(Excerpt to read):
^^^^^^^^
Soil erosion is a naturally occurring process that affects all landforms. In agriculture, soil erosion refers to the wearing away of a field’s topsoil by the natural physical forces of water (Figure 1) and wind (Figure 2) or through forces associated with farming activities such as tillage.

point of concentration of surface water runoff flowing across a field
Figure 1. The erosive force of water from concentrated surface water runoff.
open field showing windblown soil and vegetation
Figure 2. The erosive force of wind on an open field.

Erosion, whether it is by water, wind or tillage, involves three distinct actions — soil detachment, movement and deposition. Topsoil, which is high in organic matter, fertility and soil life, is relocated elsewhere “on-site” where it builds up over time or is carried “off-site” where it fills in drainage channels. Soil erosion reduces cropland productivity and contributes to the pollution of adjacent watercourses, wetlands and lakes.

Soil erosion can be a slow process that continues relatively unnoticed or can occur at an alarming rate, causing serious loss of topsoil. Soil compaction, low organic matter, loss of soil structure, poor internal drainage, salinisation and soil acidity problems are other serious soil degradation conditions that can accelerate the soil erosion process.

This fact sheet looks at the causes and effects of water, wind and tillage erosion on agricultural land.

Water erosion

The widespread occurrence of water erosion combined with the severity of on-site and off-site impacts have made water erosion the focus of soil conservation efforts in Ontario.

The rate and magnitude of soil erosion by water is controlled by the following factors:

Rainfall and runoff

The greater the intensity and duration of a rainstorm, the higher the erosion potential. The impact of raindrops on the soil surface can break down soil aggregates and disperse the aggregate material. Lighter aggregate materials such as very fine sand, silt, clay and organic matter are easily removed by the raindrop splash and runoff water; greater raindrop energy or runoff amounts are required to move larger sand and gravel particles.

Soil movement by rainfall (raindrop splash) is usually greatest and most noticeable during short-duration, high-intensity thunderstorms. Although the erosion caused by long-lasting and less-intense storms is not usually as spectacular or noticeable as that produced during thunderstorms, the amount of soil loss can be significant, especially when compounded over time.
^^^^^^^^
(Stored data):
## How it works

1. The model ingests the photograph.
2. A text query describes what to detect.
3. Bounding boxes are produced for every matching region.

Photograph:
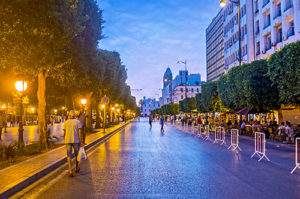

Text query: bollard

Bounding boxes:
[228,129,242,151]
[251,132,270,162]
[213,127,225,145]
[204,125,212,141]
[291,138,300,174]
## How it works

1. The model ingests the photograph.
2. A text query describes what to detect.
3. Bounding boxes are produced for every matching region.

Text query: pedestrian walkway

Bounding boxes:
[0,120,128,198]
[0,123,63,145]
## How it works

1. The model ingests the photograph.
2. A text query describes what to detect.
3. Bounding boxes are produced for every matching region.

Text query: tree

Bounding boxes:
[0,0,86,144]
[268,41,300,105]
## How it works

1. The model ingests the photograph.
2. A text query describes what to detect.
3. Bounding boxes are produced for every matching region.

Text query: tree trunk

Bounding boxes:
[86,92,93,129]
[37,70,48,148]
[95,97,101,129]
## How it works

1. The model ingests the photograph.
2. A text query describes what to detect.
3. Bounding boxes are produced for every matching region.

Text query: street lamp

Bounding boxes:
[177,60,187,99]
[101,104,106,133]
[220,0,242,65]
[15,81,27,147]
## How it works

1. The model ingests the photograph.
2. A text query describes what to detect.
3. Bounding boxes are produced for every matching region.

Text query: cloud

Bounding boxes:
[99,0,219,99]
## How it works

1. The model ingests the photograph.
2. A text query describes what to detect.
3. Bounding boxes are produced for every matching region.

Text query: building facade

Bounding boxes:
[206,0,300,78]
[253,0,300,60]
[141,97,160,117]
[161,68,203,106]
[206,10,225,82]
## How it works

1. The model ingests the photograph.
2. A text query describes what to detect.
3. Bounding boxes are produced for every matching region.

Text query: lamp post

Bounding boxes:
[101,104,106,133]
[177,60,187,99]
[220,0,242,65]
[15,81,27,147]
[80,99,86,109]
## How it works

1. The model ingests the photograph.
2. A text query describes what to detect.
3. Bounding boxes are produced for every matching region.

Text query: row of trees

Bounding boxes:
[152,41,300,113]
[0,0,136,144]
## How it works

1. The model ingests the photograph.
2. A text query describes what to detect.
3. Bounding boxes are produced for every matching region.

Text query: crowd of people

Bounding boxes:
[150,115,300,144]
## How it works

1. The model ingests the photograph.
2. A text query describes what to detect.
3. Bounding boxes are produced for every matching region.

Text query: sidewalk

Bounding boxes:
[0,121,131,198]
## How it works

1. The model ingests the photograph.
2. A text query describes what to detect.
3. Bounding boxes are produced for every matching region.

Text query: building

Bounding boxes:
[161,68,203,106]
[223,0,255,70]
[253,0,300,60]
[206,10,225,82]
[141,97,160,116]
[206,0,300,81]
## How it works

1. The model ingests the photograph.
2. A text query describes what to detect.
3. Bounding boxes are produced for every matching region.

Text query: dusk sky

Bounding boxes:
[98,0,220,102]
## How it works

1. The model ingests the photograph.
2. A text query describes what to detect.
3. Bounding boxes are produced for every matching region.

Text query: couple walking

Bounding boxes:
[63,110,85,177]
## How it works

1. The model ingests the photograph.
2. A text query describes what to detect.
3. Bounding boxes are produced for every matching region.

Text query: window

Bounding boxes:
^^^^^^^^
(What to work on):
Extend the soil erosion fact sheet from its final sentence with a few more paragraphs in the same style.

(Solved problem):
Surface water runoff occurs whenever there is excess water on a slope that cannot be absorbed into the soil or is trapped on the surface. Reduced infiltration due to soil compaction, crusting or freezing increases the runoff. Runoff from agricultural land is greatest during spring months when the soils are typically saturated, snow is melting and vegetative cover is minimal.

Soil erodibility

Soil erodibility is an estimate of the ability of soils to resist erosion, based on the physical characteristics of each soil. Texture is the principal characteristic affecting erodibility, but structure, organic matter and permeability also contribute. Generally, soils with faster infiltration rates, higher levels of organic matter and improved soil structure have a greater resistance to erosion. Sand, sandy loam and loam-textured soils tend to be less erodible than silt, very fine sand and certain clay-textured soils.

Tillage and cropping practices that reduce soil organic matter levels, cause poor soil structure, or result in soil compaction, contribute to increases in soil erodibility. As an example, compacted subsurface soil layers can decrease infiltration and increase runoff. The formation of a soil crust, which tends to “seal” the surface, also decreases infiltration. On some sites, a soil crust might decrease the amount of soil loss from raindrop impact and splash. However, a corresponding increase in the amount of runoff water can contribute to more serious erosion problems.

Past erosion also has an effect on a soil’s erodibility. Many exposed subsurface soils on eroded sites tend to be more erodible than the original soils were because of their poorer structure and lower organic matter. The lower nutrient levels often associated with subsoils contribute to lower crop yields and generally poorer crop cover, which in turn provides less crop protection for the soil.

Slope gradient and length

The steeper and longer the slope of a field, the higher the risk for erosion. Soil erosion by water increases as the slope length increases due to the greater accumulation of runoff. Consolidation of small fields into larger ones often results in longer slope lengths with increased erosion potential, due to increased velocity of water, which permits a greater degree of scouring (carrying capacity for sediment).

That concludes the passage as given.